TASKS TO PERFORM:
a – In the commentary on acid deposition, what did the 1993 Harvard Six Cities Study report about long-term mortality and aerosol acidity?
b – Summarize the commentary on acid deposition in two sentences.
c – Carry the commentary on acid deposition forward from its final sentence.

READING PASSAGE:

My role with NAPAP was to assess the role of atmospheric acidity on rates of metal corrosion and calcareous stone (marble) dissolution - the latter dubbed and still cited, “Lipfert function.” The low rates of material damage that we found were of little lasting consequence. 

Ms. Goldhaber included a history of annual SO2 emissions to illustrate the significant improvements since NAPAP. However, emission reductions per se do not constitute environmental benefits, which require reductions in environmental impacts. I added aquatic acidity (H+) information to her graph to compare trends in exposures with those for responses [2], the percentage of surveyed water bodies that have insufficient acid-neutralizing capacity. That report also noted that central and western regions of the US were not at risk from acid deposition, leading to the conclusion that aquatic acidification may not be very important on the national scale.  

The question of associations with human health deserves a bit more scrutiny. The 1992 NAPAP report devoted only one page to it, with a single journal citation. Ms. Goldhaber cited the notorious 1952 London fog episode, described as ”acid fog”, as supporting the hypothesis of excess mortality from acid aerosols. However, no direct measurements of acidity were made during this episode, and black smoke particles were found to be responsible for the increased mortality.

The 1993 Harvard Six Cities Study reported no significant association of long-term mortality with aerosol acidity, in stark contrast with other pollutants. No further studies of long-term acid aerosol health effects have been published, and no air pollution mortality study has considered indoor environments, which likely include enough ammonia to neutralize ambient acids.

Collected data entries:
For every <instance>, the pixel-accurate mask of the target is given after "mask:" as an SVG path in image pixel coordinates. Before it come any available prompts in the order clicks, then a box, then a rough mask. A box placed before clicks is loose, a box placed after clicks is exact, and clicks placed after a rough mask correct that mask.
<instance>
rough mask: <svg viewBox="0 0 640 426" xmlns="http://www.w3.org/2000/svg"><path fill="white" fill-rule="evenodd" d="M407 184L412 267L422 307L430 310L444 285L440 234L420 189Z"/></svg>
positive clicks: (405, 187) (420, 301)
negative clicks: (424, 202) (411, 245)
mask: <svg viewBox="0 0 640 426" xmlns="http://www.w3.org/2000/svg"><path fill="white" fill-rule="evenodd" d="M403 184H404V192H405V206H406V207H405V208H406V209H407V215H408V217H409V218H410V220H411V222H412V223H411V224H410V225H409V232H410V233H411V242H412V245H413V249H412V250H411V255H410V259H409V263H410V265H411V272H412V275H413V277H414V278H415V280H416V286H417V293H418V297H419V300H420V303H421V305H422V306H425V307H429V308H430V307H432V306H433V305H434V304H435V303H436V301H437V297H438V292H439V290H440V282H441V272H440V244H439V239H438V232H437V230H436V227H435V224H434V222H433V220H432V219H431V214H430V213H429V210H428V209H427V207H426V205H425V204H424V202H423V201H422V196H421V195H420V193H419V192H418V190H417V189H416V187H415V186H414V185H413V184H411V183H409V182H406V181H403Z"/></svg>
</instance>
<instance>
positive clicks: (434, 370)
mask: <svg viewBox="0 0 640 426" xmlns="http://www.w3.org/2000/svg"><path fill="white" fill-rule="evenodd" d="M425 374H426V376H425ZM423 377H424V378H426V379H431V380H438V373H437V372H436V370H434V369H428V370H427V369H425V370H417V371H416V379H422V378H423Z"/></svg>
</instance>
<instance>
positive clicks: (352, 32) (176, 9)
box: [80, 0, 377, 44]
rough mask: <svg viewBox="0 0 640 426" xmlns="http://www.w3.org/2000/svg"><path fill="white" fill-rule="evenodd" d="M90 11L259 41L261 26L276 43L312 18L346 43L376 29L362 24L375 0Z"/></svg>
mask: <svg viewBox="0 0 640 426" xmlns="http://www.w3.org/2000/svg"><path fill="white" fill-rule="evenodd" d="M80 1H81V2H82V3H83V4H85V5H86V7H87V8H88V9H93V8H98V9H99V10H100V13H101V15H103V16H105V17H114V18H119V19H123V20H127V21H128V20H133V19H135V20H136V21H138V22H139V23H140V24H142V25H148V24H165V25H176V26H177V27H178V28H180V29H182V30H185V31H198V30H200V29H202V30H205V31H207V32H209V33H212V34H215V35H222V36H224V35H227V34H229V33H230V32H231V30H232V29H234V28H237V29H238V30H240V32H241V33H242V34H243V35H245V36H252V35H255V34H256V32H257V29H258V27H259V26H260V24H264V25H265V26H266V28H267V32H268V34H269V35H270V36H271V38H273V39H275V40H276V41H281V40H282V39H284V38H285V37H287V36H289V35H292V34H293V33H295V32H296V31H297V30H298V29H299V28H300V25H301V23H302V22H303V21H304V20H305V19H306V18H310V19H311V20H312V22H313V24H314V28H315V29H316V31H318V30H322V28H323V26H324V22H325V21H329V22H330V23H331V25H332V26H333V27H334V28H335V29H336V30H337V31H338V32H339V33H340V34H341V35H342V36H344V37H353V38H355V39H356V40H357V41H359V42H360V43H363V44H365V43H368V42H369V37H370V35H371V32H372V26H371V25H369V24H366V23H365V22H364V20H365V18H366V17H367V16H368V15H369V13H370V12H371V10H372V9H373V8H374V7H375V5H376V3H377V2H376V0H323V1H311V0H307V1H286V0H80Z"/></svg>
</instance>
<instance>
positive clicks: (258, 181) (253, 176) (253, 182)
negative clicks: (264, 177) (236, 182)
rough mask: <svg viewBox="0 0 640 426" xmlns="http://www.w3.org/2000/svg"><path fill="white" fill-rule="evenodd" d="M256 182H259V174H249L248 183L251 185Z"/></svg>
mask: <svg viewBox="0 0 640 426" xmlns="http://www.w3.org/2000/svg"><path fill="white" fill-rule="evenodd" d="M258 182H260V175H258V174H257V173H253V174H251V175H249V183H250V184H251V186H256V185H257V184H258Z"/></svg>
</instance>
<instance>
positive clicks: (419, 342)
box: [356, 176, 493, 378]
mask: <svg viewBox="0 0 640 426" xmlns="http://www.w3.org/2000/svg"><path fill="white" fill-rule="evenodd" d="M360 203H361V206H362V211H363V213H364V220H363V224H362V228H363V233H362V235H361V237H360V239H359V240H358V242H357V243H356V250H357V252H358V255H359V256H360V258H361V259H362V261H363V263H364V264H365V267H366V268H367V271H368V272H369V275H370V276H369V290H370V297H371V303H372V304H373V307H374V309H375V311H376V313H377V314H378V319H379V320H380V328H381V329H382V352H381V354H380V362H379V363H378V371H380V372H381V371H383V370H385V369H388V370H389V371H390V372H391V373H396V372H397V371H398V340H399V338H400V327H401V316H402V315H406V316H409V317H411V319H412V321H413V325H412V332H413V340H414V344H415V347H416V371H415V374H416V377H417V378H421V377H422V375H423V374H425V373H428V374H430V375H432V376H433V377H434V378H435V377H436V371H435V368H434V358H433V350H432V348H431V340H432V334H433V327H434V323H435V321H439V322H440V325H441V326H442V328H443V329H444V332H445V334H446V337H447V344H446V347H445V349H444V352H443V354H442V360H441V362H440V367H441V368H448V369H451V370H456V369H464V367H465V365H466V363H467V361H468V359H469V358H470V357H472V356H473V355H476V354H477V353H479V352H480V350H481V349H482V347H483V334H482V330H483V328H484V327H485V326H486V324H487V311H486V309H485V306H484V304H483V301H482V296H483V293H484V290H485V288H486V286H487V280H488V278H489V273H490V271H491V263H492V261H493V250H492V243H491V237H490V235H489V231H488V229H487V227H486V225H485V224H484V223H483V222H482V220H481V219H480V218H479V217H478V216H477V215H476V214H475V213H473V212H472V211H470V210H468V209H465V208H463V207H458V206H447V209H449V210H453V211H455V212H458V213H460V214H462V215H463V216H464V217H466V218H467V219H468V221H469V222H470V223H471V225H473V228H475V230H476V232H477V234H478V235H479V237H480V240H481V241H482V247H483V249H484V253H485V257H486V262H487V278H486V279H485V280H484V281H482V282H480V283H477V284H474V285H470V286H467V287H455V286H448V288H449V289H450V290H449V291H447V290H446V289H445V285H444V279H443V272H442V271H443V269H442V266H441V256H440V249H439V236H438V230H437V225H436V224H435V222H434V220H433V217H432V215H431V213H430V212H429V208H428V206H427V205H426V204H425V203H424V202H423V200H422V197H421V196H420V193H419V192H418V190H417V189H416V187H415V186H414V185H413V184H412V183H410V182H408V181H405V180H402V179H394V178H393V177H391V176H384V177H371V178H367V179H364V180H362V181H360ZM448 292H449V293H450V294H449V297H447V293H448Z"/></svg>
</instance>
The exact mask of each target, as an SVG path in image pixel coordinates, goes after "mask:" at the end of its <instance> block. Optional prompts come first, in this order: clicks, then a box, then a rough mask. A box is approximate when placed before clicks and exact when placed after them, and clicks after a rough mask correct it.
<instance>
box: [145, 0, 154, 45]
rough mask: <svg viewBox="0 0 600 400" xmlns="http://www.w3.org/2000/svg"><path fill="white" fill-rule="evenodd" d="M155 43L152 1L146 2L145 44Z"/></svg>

RESPONSES:
a – It reported no significant association of long-term mortality with aerosol acidity.

b – The writer, who assessed how atmospheric acidity affected metal corrosion and marble dissolution for NAPAP, argues that SO2 emission reductions do not in themselves constitute environmental benefits and that aquatic acidification may not be very important on the national scale. The writer also questions links between acid aerosols and human health, noting that black smoke particles caused the excess deaths in the 1952 London fog and that the 1993 Harvard Six Cities Study found no significant association of long-term mortality with aerosol acidity.

c –
The 1990 Clean Air Act Amendments aimed to reduce SO2 emissions from power plants, without regard to NAPAP findings. The emissions reduction from 1990 to ~2000 may have resulted from regulation, but the subsequent much more significant drop was more likely due to natural gas becoming cheaper than coal. In any event, ambient SO2 concentrations are now too low to warrant continued monitoring. 

In summary, NAPAP did its job, produced at least 27 multi-chapter technical reports, hundreds of scientific journal articles, and employment for thousands of scientists and technicians. It found that atmospheric acidity could indeed exert harmful effects in various media, depending on the innate neutralizing capacity, but the long-term consequences of these effects on the national scale remain uncertain. The basic chemistry remains valid; the premise of long-term human health effects did not.  

[1] National Acid Precipitation Assessment Program, 1992 Report to Congress. University of California reprint collection.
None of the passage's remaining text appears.